▶ **Work required**
Copy out each line below that contains the string "silver". Case counts.

+---+

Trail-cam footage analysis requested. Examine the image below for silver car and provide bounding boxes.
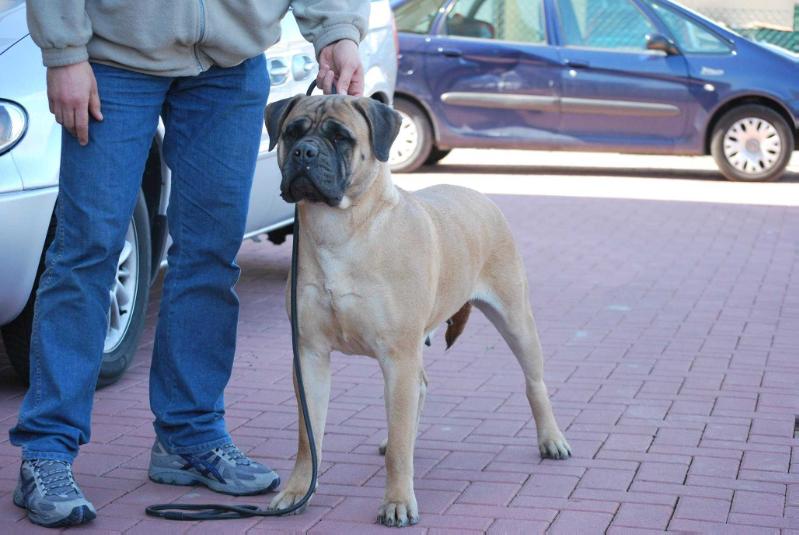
[0,0,397,386]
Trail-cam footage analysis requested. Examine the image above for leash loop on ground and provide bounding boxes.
[144,80,326,521]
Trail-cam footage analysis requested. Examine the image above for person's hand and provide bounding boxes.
[316,39,363,97]
[47,61,103,145]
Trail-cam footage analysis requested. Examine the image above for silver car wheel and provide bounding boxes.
[388,110,419,172]
[724,117,782,175]
[103,221,139,353]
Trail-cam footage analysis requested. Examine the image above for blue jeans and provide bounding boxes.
[10,55,269,461]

+---+

▶ **Result for this task**
Trail-cam footage analysis requested. Examine the image below for silver car and provide bounding boxes.
Trail-cam footage analysis requested. Examine the image above for silver car wheel and provide bounding boxes.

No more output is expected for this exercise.